Stated task A: In the rows, take the stretch from the line containing "point_to reports the position of each instance of the water" through the line containing "column 726, row 539" and swap "patch of grass" for "strip of grass" wherever it occurs. Return only those lines, with nothing else changed.

This is how I do maintenance on my 75 gallon with a sump - My sump is an Oceanic reef ready model 3 wet/dry which is basically a 40g breeder with baffles and a media tray. I run it about half full so I have plenty of space for the drain back in case of failure.

1. I unplug the pump on my wet/dry sump and lift the return line from the water to break the back siphon. I do this so any algae I scrape off the glass that may fog the water doesn't get transfered down to the sump.

2. I take a 50' python hose to drain the tank. 1 end in the tank and run the other end outside or to the basement drain in winter. I suck on the drain end to start the siphon.

3. I clean the bottom of the tank of any and all detritus/debris and scrub the front/side glass of algae. Finish draining the amount of water I want from the display.

4. I take the hose and quickly move it to my wet/dry sump and clean any debris/detritus that may have collected in the bottom. Then I remove most of the water sump. This amount varies each time depending on how much evaporation has taken place.

5. I have several pythons so I hook one 25' python hose to the hot and another 25' python hose to the cold water taps in my laundry room.

6. I add 2.5 caps full of Prime to my sump. That supposedly treats 125 gallons of water my system volume is roughly 100 gallons give or take depending on how much I fill the sump and the evaporation.

7. I put the hose ends from the water taps into the sump and open the valves and adjust them to get the right temperature. This is just a guessing game really. No direct science.

Stated task B: Echo the stretch of the aquarium maintenance text from "5. I have several" through "and the evaporation." word for word.

Extracted entries:

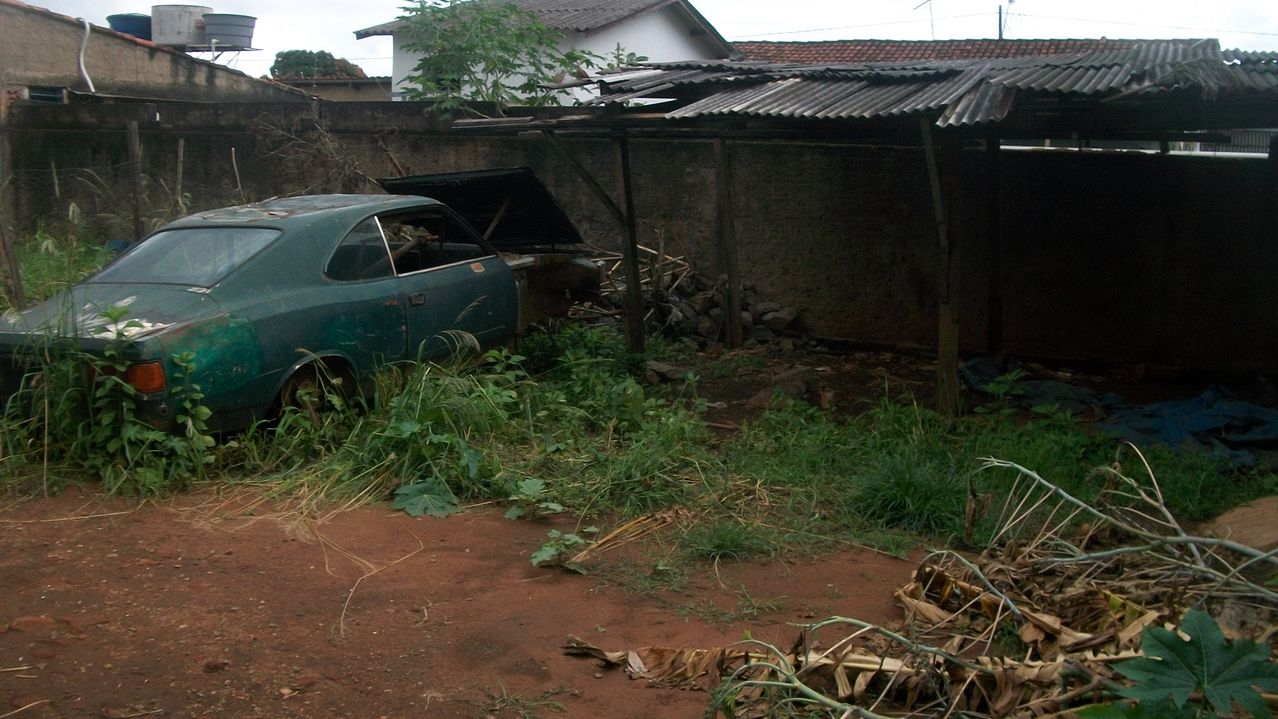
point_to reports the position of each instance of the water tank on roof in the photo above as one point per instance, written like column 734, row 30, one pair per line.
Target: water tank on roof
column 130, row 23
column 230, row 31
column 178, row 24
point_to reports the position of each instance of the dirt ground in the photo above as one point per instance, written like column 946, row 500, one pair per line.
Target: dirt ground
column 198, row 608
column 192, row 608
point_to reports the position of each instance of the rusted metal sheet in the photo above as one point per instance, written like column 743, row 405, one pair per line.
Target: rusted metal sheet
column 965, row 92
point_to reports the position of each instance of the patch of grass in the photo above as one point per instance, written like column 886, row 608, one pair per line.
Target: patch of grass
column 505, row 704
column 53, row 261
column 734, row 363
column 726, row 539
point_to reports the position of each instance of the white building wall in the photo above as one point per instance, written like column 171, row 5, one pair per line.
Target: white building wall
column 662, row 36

==

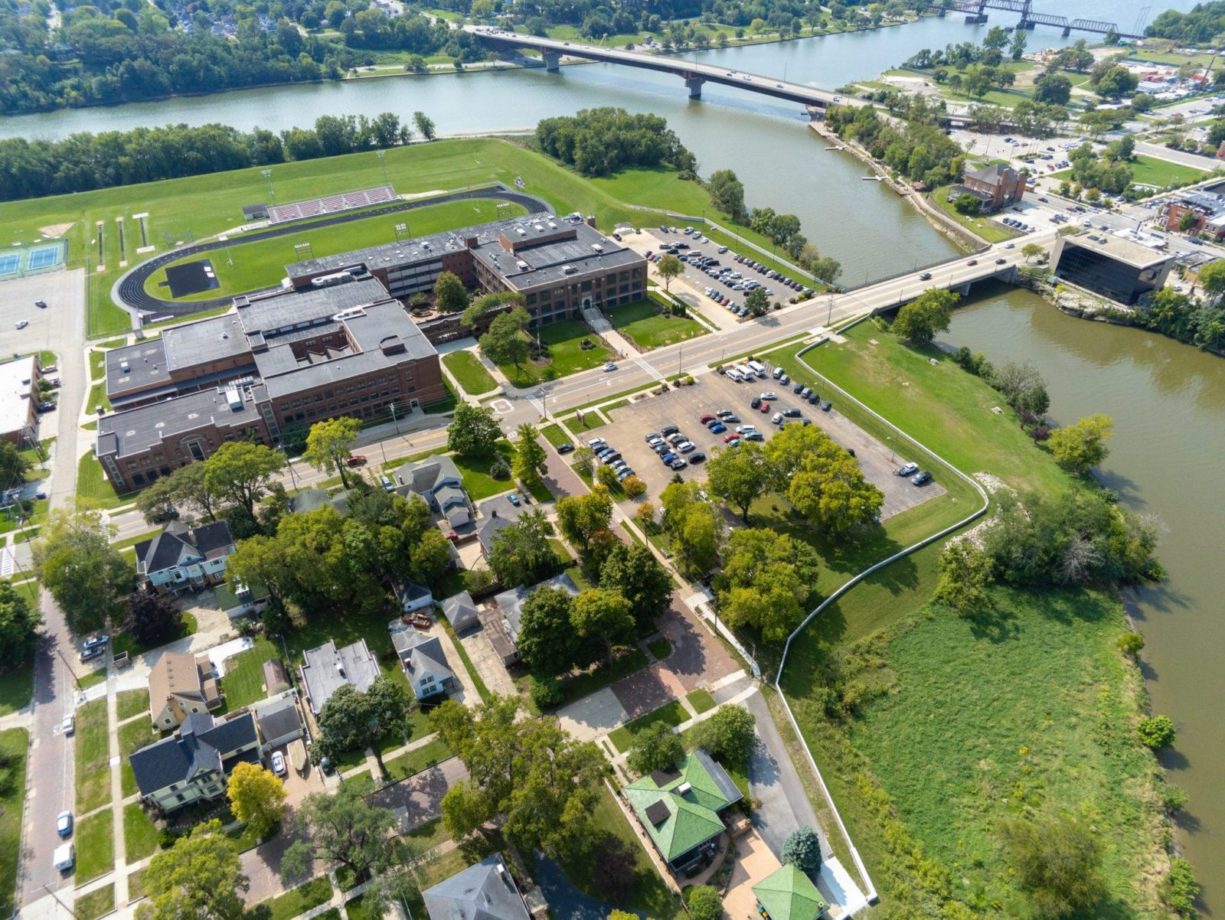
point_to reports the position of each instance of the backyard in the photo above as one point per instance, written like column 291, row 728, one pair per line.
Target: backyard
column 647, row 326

Finished answer A:
point_to reports the position of each instance of the water tank on roof in the photo above as one point per instance, written like column 734, row 30, one pair per line.
Target: water tank on roof
column 130, row 23
column 230, row 31
column 178, row 24
point_to reports the position of each instance of the dirt ground in the photo above as one point per instance, written like column 946, row 500, one pair per line.
Target: dirt ground
column 198, row 608
column 192, row 608
point_to reports the position of each instance of the rusted metal sheet in the photo above as one point per instance, written like column 743, row 405, one pair per line.
Target: rusted metal sheet
column 965, row 92
point_to reports the position of each instance of the strip of grass in the photo above as one point per instance, written like column 886, row 608, one pair per line.
Target: strip of grass
column 505, row 704
column 53, row 261
column 734, row 363
column 726, row 539

Finished answer B:
5. I have several pythons so I hook one 25' python hose to the hot and another 25' python hose to the cold water taps in my laundry room.

6. I add 2.5 caps full of Prime to my sump. That supposedly treats 125 gallons of water my system volume is roughly 100 gallons give or take depending on how much I fill the sump and the evaporation.